EXERCISE PROMPT: Copy from the outdoor daybed thread below the passage that begins with the words containing "## Jim F (Mar" and ends with "cut each board.".

SELECTED PASSAGE:
>>>
# outdoor daybed ideas



## weberus3 (Mar 9, 2009)

Got instructions from the wife, "can you make a outside daybed that folds from couch to daybed?" Sounds simple enough till I started thinking, how to secure the bed when its in a couch mode? Internet search for daybed fold out hardware yeilds nothing. Any how to help ideas out there other than go buy one? Thanks in advance.


----------



## gma2rjc (Nov 21, 2008)

www.knock-offwood.com has a ton of cool plans for different kinds of furniture. Look around on the site, I thought I saw a wooden outdoor lounge chair that reclined. The design would be different than the daybed you're making, but the mechanism to make it lay flat could be used for what you need.


----------



## gma2rjc (Nov 21, 2008)

Here it is:

http://www.knock-offwood.com/2010/05/furnture-plans-double-lounger-for.html


----------



## weberus3 (Mar 9, 2009)

*Thanks for the link*

gma2rjc, 
Dude thanks for the link this is probally what she is wanting. I remember seeing these in Korea. But it was a sitting table in the middle of courtyards. We would just lounge around on them. Plus the web site is all done by a hot looking chick. Nice. Thanks again and great link.:thumbsup:


----------



## gmhammes (Jan 10, 2010)

I was going to suggest them too. some nice plans on there.


----------



## Jim F (Mar 4, 2010)

How awesome is it that she's willing to share these plans for free.


----------



## gma2rjc (Nov 21, 2008)

I think she tells on her website about being sued by Pottery Barn because some of her stuff is similar to what they sell. 

She does a good job of fully describing what materials you'll need and what length to cut each board.


----------
<<<
[Saved data entries]
>>>
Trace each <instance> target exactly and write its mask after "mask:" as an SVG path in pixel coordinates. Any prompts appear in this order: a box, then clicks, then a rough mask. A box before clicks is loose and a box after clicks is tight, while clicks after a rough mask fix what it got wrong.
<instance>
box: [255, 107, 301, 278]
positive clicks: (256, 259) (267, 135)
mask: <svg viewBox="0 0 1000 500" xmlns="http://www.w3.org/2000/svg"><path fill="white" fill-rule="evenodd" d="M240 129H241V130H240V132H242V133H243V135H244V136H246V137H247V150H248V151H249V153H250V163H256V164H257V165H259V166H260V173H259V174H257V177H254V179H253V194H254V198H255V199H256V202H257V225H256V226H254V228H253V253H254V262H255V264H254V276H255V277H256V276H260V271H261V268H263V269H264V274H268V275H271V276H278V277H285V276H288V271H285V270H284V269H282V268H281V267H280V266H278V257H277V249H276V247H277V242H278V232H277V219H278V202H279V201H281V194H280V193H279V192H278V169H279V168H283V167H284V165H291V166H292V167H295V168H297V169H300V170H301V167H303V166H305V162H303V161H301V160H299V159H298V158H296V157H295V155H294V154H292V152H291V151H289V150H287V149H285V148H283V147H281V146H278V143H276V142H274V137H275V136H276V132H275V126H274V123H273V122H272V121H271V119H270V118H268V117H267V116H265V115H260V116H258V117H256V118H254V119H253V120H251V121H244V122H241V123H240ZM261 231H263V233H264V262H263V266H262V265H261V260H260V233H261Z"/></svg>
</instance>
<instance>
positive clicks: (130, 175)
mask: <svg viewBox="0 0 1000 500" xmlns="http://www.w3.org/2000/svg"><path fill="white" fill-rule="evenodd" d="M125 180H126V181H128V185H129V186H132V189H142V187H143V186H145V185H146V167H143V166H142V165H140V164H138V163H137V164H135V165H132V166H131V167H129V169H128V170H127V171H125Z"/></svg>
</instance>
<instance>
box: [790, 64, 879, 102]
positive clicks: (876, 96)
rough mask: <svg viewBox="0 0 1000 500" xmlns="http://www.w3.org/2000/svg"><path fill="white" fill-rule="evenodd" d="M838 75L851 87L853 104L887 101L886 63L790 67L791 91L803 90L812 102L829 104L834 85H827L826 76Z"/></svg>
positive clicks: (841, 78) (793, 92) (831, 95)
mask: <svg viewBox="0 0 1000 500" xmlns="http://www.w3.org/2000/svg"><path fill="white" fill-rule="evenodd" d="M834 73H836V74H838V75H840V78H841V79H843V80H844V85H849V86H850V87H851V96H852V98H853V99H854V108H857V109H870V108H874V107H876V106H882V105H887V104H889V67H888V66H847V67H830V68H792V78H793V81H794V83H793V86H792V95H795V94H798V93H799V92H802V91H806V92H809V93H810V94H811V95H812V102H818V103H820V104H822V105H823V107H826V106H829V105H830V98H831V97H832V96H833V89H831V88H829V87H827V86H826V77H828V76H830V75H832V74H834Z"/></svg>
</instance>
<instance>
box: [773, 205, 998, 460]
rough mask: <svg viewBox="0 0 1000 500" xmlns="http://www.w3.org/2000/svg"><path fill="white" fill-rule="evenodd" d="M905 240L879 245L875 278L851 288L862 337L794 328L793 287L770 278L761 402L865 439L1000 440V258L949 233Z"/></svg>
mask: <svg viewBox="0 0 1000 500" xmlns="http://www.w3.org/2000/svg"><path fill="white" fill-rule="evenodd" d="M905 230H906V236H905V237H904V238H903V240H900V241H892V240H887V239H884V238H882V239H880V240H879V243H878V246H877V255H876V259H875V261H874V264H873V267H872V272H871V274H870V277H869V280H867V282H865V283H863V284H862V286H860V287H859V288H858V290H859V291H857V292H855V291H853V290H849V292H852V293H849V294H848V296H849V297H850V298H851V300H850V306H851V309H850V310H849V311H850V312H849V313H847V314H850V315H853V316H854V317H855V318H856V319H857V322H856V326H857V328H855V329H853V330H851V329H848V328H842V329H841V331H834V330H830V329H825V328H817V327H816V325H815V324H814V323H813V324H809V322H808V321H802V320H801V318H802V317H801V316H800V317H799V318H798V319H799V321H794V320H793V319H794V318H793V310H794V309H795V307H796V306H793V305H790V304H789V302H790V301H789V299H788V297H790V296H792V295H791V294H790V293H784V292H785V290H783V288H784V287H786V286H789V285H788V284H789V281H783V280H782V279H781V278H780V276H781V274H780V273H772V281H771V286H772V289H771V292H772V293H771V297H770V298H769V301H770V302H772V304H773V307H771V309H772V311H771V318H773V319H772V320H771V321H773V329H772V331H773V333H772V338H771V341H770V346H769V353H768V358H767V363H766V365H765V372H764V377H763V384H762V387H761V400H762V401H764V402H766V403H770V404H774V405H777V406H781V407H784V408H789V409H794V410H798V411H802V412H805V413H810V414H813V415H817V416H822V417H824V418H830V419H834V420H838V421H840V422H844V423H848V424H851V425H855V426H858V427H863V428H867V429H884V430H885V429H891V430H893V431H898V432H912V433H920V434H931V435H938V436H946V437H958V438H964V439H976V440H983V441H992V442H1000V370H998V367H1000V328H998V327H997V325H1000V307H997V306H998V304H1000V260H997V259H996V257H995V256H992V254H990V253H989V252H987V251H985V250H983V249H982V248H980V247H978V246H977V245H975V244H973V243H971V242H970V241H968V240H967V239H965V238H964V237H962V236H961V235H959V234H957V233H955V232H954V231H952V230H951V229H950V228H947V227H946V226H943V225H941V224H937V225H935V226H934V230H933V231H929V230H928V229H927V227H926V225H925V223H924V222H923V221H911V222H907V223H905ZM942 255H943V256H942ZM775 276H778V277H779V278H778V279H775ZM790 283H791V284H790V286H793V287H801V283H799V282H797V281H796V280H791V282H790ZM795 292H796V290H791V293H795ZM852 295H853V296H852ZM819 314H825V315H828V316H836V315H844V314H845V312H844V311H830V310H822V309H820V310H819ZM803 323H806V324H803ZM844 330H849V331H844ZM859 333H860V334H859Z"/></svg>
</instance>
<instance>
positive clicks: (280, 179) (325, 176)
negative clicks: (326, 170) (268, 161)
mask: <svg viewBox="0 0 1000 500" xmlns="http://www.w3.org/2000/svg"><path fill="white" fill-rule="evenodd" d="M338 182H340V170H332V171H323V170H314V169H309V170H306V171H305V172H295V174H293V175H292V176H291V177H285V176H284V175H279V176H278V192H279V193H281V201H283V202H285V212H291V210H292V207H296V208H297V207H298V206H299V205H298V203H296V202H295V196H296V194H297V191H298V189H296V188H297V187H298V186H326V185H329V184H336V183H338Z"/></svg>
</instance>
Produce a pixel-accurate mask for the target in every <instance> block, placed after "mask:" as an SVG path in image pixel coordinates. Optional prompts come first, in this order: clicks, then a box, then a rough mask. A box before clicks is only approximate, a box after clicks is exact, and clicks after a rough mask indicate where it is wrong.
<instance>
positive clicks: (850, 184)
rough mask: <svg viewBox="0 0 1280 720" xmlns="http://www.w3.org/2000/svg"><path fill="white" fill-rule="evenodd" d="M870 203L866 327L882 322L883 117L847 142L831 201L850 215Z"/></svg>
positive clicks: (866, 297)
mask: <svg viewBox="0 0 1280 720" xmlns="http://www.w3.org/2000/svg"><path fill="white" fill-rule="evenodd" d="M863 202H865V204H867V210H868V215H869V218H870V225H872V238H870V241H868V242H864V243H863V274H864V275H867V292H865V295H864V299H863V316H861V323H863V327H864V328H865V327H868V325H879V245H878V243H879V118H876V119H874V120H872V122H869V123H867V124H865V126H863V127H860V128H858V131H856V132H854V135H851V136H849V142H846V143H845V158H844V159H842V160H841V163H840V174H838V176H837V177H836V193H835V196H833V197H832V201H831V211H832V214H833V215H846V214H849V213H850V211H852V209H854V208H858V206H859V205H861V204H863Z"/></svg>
<<<
OUTPUT:
## Jim F (Mar 4, 2010)

How awesome is it that she's willing to share these plans for free.


----------



## gma2rjc (Nov 21, 2008)

I think she tells on her website about being sued by Pottery Barn because some of her stuff is similar to what they sell. 

She does a good job of fully describing what materials you'll need and what length to cut each board.